Text passage:
All the crops and produce from the land were granted for the supply of
the temple, which was to enjoy the property without the payment of any
tax or tribute. The text also records the gift of considerable tracts of
land in the same district to a private individual named Kashakti-Shugab,
who was to enjoy a similar freedom from taxation so far as the lands
bestowed upon him were concerned.
This freedom from taxation is specially enacted by the document in
the words: "Whensoever in the days that are to come the ruler of the
country, or one of the governors, or directors, or wardens of these
districts, shall make any claim with regard to these estates, or shall
attempt to impose the payment of a tithe or tax upon them, may all the
great gods whose names are commemorated, or whose arms are portrayed, or
whose dwelling-places are represented, on this stone, curse him with an
evil curse and blot out his name!"

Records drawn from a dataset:
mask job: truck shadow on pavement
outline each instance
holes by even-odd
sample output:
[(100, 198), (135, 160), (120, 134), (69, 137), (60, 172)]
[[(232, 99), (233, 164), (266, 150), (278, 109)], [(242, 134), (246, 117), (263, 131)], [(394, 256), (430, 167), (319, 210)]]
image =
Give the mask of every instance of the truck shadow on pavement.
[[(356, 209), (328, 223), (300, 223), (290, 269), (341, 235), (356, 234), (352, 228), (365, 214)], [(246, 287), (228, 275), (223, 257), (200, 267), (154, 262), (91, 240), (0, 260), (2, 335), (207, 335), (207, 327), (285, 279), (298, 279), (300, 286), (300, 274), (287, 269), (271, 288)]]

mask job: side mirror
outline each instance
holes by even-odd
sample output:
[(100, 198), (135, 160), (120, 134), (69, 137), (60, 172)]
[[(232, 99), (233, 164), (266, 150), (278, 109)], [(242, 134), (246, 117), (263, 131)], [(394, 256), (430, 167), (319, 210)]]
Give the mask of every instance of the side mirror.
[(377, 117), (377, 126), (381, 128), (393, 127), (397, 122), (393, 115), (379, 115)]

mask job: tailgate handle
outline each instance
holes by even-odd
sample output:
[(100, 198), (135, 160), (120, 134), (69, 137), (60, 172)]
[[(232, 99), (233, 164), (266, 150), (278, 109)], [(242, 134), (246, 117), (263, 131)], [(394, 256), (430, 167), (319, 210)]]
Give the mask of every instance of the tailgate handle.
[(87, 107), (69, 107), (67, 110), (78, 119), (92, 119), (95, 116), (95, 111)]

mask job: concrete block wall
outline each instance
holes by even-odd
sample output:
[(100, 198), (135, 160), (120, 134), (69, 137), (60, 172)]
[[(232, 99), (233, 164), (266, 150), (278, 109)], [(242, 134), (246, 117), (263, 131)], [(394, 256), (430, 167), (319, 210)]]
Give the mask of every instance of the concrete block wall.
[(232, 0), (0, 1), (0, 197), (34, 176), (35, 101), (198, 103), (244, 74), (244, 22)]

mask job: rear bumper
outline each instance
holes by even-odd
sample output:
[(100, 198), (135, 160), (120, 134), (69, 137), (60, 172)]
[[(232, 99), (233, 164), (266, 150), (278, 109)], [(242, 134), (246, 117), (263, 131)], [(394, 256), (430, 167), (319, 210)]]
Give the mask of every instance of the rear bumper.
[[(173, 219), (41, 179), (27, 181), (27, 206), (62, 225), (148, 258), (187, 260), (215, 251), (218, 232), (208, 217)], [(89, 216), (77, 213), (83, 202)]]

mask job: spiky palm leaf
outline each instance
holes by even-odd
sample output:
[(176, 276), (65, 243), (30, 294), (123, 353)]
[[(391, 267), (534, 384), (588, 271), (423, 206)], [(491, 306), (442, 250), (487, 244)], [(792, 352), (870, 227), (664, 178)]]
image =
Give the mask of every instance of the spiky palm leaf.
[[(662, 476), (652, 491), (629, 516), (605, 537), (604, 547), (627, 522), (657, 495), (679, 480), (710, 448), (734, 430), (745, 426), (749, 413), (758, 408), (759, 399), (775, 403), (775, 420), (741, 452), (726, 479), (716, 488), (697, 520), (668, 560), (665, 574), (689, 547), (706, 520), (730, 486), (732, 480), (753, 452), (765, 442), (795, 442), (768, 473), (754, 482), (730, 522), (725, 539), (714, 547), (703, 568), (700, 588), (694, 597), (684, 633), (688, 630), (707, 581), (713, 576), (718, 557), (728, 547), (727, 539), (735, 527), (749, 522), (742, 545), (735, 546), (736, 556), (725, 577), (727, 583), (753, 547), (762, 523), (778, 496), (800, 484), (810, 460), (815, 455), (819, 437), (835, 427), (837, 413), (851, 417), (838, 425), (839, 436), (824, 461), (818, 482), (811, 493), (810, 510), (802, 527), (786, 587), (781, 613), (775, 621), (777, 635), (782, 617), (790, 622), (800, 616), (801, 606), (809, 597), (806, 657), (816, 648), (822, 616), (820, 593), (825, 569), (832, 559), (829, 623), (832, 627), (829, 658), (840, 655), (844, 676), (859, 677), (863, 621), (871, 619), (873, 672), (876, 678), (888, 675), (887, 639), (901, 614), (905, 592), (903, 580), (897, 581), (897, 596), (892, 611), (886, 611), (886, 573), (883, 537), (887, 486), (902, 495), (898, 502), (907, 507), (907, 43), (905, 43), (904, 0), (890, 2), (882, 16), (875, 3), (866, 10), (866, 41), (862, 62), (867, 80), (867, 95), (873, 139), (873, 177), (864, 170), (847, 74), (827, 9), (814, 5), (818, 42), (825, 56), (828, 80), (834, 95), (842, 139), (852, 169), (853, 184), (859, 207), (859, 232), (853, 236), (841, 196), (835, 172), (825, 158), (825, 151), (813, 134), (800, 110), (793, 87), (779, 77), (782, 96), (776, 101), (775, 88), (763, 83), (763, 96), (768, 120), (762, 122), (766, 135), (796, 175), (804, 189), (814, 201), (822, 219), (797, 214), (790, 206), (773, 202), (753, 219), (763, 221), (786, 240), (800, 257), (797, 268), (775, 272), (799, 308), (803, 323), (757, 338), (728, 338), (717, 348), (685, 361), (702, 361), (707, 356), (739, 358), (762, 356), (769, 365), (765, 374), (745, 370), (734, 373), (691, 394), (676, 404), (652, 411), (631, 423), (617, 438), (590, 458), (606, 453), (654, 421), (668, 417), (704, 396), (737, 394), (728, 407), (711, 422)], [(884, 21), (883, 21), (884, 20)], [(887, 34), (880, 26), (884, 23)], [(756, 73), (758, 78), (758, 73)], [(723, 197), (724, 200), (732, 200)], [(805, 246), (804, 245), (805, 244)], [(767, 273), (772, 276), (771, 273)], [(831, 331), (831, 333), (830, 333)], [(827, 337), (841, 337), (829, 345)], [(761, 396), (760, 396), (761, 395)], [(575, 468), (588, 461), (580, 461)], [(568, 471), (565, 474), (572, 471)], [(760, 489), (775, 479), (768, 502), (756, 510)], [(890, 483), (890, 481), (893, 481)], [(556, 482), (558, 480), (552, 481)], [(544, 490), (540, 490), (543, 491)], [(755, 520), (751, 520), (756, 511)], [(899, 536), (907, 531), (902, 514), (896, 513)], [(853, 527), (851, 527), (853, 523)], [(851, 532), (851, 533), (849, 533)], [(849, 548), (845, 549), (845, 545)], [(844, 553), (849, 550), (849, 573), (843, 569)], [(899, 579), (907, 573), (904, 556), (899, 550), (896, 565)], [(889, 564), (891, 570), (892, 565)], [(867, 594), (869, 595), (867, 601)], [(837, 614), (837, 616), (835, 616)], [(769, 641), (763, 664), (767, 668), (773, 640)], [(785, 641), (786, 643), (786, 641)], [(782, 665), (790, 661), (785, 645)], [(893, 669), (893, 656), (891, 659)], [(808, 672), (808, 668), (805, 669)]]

What this exercise asks:
• a. Reproduce the part of the passage on the tax-free land grant that opens with the words containing "All the crops" and closes with "him were concerned.".
• b. Write out the listing exactly, from its first line through the line that contains "115), (379, 115)]", including both of those lines.
The passage and the listing have no connection to each other.

In response:
• a.
All the crops and produce from the land were granted for the supply of
the temple, which was to enjoy the property without the payment of any
tax or tribute. The text also records the gift of considerable tracts of
land in the same district to a private individual named Kashakti-Shugab,
who was to enjoy a similar freedom from taxation so far as the lands
bestowed upon him were concerned.

• b.
mask job: truck shadow on pavement
outline each instance
holes by even-odd
sample output:
[(100, 198), (135, 160), (120, 134), (69, 137), (60, 172)]
[[(232, 99), (233, 164), (266, 150), (278, 109)], [(242, 134), (246, 117), (263, 131)], [(394, 256), (430, 167), (319, 210)]]
image =
Give the mask of every instance of the truck shadow on pavement.
[[(356, 209), (328, 223), (300, 223), (290, 269), (341, 235), (356, 234), (352, 228), (365, 214)], [(246, 287), (228, 275), (223, 257), (200, 267), (154, 262), (91, 240), (0, 260), (2, 335), (207, 335), (207, 327), (285, 279), (298, 279), (300, 286), (300, 274), (287, 269), (271, 288)]]

mask job: side mirror
outline each instance
holes by even-odd
sample output:
[(100, 198), (135, 160), (120, 134), (69, 137), (60, 172)]
[[(232, 99), (233, 164), (266, 150), (278, 109)], [(242, 134), (246, 117), (263, 131)], [(394, 256), (430, 167), (319, 210)]]
Give the mask of every instance of the side mirror.
[(377, 117), (377, 126), (381, 128), (393, 127), (397, 122), (393, 115), (379, 115)]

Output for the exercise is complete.